## [STATED TASK]
Rewrite the records below with "photograph" changed to "image" everywhere and nothing else altered. Leave the pictures out of your answer.

(Stored data)
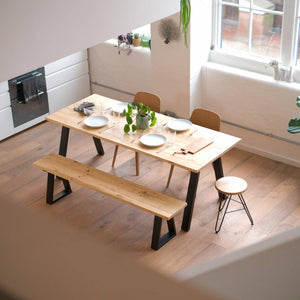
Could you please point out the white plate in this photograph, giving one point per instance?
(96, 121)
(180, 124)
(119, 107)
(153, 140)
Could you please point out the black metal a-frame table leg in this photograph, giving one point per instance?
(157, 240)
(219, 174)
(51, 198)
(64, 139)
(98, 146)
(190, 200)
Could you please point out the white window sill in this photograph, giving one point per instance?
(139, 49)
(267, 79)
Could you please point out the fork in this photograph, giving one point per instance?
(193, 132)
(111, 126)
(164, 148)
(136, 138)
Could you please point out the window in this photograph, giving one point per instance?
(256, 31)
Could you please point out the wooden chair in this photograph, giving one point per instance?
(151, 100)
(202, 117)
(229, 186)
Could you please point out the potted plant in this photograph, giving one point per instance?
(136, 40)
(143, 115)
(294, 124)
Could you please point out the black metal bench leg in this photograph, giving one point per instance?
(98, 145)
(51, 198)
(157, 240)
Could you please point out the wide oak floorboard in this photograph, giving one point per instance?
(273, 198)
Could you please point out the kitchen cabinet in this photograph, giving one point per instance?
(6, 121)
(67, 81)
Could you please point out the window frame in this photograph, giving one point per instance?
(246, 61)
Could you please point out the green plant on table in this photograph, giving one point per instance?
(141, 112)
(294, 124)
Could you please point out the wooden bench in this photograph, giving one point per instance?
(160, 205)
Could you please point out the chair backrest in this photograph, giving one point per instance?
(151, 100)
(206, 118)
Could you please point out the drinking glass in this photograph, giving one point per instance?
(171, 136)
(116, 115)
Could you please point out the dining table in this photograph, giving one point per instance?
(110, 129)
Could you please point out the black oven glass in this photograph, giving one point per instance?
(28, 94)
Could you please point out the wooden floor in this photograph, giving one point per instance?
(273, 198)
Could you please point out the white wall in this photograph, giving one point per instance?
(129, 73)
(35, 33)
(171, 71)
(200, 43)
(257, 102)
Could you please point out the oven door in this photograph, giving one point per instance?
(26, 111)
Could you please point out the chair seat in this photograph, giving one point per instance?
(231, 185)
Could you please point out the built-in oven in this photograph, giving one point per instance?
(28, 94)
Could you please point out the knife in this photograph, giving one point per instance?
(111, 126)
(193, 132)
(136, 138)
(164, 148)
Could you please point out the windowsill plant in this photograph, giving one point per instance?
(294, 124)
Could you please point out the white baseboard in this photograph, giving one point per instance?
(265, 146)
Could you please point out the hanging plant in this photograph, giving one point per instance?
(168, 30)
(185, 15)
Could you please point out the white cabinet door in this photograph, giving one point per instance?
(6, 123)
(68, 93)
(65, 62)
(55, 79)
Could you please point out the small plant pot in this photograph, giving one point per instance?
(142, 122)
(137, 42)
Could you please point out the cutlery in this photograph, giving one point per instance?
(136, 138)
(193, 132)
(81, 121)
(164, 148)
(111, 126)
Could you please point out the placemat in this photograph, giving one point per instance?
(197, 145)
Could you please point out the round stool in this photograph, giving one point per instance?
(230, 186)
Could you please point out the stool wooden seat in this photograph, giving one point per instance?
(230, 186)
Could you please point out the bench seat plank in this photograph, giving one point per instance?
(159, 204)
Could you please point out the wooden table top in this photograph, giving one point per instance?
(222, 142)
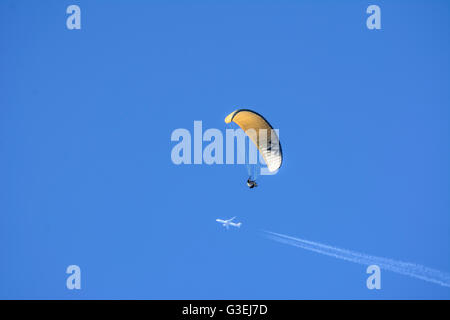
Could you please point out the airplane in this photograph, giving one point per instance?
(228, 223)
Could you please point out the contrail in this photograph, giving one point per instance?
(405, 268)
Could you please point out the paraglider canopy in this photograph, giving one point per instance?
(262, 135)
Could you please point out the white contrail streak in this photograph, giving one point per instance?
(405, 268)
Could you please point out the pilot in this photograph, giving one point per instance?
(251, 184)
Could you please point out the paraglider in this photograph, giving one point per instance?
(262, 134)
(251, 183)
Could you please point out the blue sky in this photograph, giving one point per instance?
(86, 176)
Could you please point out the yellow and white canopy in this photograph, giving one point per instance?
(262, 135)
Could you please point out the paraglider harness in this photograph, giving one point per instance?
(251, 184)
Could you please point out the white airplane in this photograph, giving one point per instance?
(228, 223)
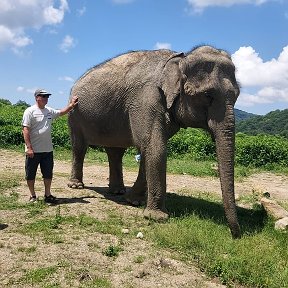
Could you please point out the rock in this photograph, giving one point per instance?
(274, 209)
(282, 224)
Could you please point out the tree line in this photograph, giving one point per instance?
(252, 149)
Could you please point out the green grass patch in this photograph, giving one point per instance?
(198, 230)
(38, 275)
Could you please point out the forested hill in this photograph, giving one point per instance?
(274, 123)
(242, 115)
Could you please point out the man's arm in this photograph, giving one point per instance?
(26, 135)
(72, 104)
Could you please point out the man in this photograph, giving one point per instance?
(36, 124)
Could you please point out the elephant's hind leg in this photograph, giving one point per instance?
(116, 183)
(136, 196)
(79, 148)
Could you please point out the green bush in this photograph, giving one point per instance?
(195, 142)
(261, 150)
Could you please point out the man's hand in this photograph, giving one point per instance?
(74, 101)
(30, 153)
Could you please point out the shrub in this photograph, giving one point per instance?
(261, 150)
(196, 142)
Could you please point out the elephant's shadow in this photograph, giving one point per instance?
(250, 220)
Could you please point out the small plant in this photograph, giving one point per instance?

## [ANSWER TO THE EXERCISE]
Could you please point out the white plate in this image, giving one point per instance?
(96, 121)
(180, 124)
(119, 107)
(153, 140)
Could you please point out the black metal a-frame table leg in this image, giving one point per instance?
(157, 240)
(219, 174)
(51, 198)
(64, 139)
(98, 146)
(190, 200)
Could you please point out the white window sill in this image, giving one point per instance?
(139, 49)
(267, 79)
Could you please point out the fork in this image, giving one point per instance?
(193, 132)
(111, 126)
(164, 148)
(136, 138)
Could you please point out the window in this image, giving one point per instance?
(256, 31)
Could you please point out the wooden chair in this image, giving one point per instance?
(151, 100)
(202, 117)
(229, 186)
Could you please point out the potted plant in this image, giving one point per instance?
(136, 40)
(143, 115)
(294, 124)
Could you please point out the black metal bench leg in this image, giving one point per instance?
(98, 145)
(51, 198)
(157, 240)
Could you please point out the wide oak floorboard in this image, giving one point per instance?
(273, 198)
Could you please point out the kitchen cabinet in this image, giving one point per instance?
(6, 121)
(67, 81)
Could you please point out the window frame in this image, giving one point per instance?
(246, 61)
Could you please point out the green plant on table in this image, giving one point per instance?
(141, 112)
(294, 124)
Could you please point out the wooden bench in this image, giving one point per instance?
(160, 205)
Could you please point out the chair backrest in this image, giving one point per instance?
(151, 100)
(206, 118)
Could you please point out the drinking glass in this image, giving one point per instance?
(171, 136)
(116, 115)
Could you please point out the dining table in this image, giving one point per instance?
(110, 129)
Could you please point out the black oven glass in this image, giving one point per instance?
(28, 94)
Could you please point out the wooden floor in this image, giving one point per instance?
(273, 198)
Could you please point out the white wall in this image, giving one point per instance?
(129, 73)
(35, 33)
(171, 71)
(200, 43)
(257, 102)
Could you please point out the oven door in this image, giving one point per instance?
(26, 111)
Could you please point out the chair seat in this image, giving one point per instance?
(231, 185)
Could you please point out the built-in oven in this image, giving one point per instance?
(28, 94)
Could you please point out the knife in this image, giving one point per instance?
(111, 126)
(193, 132)
(136, 138)
(164, 148)
Could you please point out the windowsill plant in this image, giving one point per instance?
(294, 124)
Could you please point out the white baseboard in this image, giving one point per instance?
(265, 146)
Could you please point out the hanging plant in this image, giving one point per instance?
(168, 30)
(185, 15)
Could you please point out the white cabinet door in this image, giving one point per instance?
(6, 123)
(68, 93)
(65, 62)
(55, 79)
Could you please point out the small plant pot in this image, giving one point per instance?
(142, 122)
(137, 42)
Could you please point out the cutlery in this image, giving one point per instance?
(136, 138)
(193, 132)
(81, 121)
(164, 148)
(111, 126)
Could you please point out the placemat in this image, giving one point per instance?
(197, 145)
Could you please point out the round stool in this image, giving one point per instance?
(230, 186)
Could you please point out the stool wooden seat in this image, giving one point per instance?
(230, 186)
Could you please point out the bench seat plank in this image, giving one point per instance?
(159, 204)
Could you please point out the wooden table top in this image, giving one point per instance?
(222, 142)
Could you please point out the airplane in this image, giving one point per instance?
(228, 223)
Could you please point out the contrail in this image, giving one point per instance?
(405, 268)
Could you please point out the paraglider canopy in this image, giving one point per instance?
(262, 135)
Could you please point out the white contrail streak in this image, giving one point per instance?
(405, 268)
Could you please point out the pilot in this image, giving one point per instance?
(251, 184)
Could you please point out the paraglider in this image, giving one point per instance?
(262, 134)
(251, 183)
Could you please point out the blue sky in this image, giving one point per instance?
(86, 176)
Could you please point out the yellow and white canopy in this image, giving one point per instance?
(262, 135)
Could you please point out the paraglider harness in this image, giving one point per instance?
(251, 184)
Could you please point out the white airplane in this image, giving one point per instance?
(228, 223)
Could you please point out the rock in this image, giving one point per instance?
(274, 209)
(282, 224)
Could you please point out the tree line in this image, giving one point per instance?
(252, 149)
Could you please point out the green grass patch in this image, giving one point per instance?
(198, 230)
(38, 275)
Could you please point out the forested hill in this image, giving one point per instance?
(274, 123)
(242, 115)
Could you please point out the man's arm in this image, giving one point per instance?
(26, 135)
(72, 104)
Could you please point out the man in this image, giving one point per instance?
(36, 124)
Could you please point out the elephant's hind leg in this image, giving one point per instance?
(116, 183)
(136, 196)
(79, 148)
Could you please point out the green bush in this image, giving one point per instance?
(195, 142)
(261, 150)
Could you please point out the man's hand in this image, giving one point per instance?
(74, 101)
(30, 153)
Could you please point out the shrub in this image, giving one point per instance?
(261, 150)
(196, 142)
Could you please point out the elephant's shadow in this image, giving one point per instance?
(250, 220)
Could you please point out the small plant in this image, giving one point per instance?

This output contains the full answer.